==== Supplied data ====

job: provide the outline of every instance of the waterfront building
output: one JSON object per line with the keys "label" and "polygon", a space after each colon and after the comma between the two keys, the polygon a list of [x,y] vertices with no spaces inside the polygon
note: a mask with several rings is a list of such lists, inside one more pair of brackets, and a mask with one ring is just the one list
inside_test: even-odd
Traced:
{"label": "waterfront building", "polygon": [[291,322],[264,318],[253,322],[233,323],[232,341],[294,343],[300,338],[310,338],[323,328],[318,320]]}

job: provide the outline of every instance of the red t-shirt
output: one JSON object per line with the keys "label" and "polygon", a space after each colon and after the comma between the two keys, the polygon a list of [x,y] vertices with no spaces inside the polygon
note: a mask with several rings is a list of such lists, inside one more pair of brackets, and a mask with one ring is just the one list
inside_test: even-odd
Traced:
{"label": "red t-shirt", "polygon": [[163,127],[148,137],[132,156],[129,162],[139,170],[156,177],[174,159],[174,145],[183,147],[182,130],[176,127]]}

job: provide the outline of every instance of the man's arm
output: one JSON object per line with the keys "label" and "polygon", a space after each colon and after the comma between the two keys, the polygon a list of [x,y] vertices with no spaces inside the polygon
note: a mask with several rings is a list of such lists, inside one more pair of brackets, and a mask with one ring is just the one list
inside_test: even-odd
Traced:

====

● **Instruction**: Go through the entries and repeat each one exactly.

● **Answer below**:
job: provide the outline of every instance of the waterfront building
output: one JSON object per line with the keys "label" and "polygon", a space after each colon and after the comma between the two keys, the polygon a list of [x,y] vertices with no spaces inside the polygon
note: a mask with several rings is a list of such lists, inside one more pair of brackets, and a mask with one ring is just the one list
inside_test: even-odd
Traced:
{"label": "waterfront building", "polygon": [[291,322],[264,318],[253,322],[233,323],[232,341],[294,343],[300,338],[310,338],[323,328],[318,320]]}

job: provide the outline of every instance of the red t-shirt
output: one JSON object per line with the keys "label" and "polygon", a space after each colon and after the comma between the two keys, the polygon a list of [x,y] vertices with no spaces inside the polygon
note: a mask with several rings is a list of such lists, inside one more pair of brackets, and a mask with one ring is just the one list
inside_test: even-odd
Traced:
{"label": "red t-shirt", "polygon": [[163,127],[148,137],[132,156],[129,162],[139,170],[156,177],[174,159],[174,145],[183,147],[182,130],[176,127]]}

job: provide the outline of every instance of the man's arm
output: one JSON object per line with the keys "label" and "polygon", a space after each colon and after the comma between the two keys, the polygon a list of [x,y] vertices with no spaces inside the polygon
note: a mask with several rings is a list of such lists, inside one more pair of brackets, and a mask with one ring is just the one list
inside_test: even-odd
Traced:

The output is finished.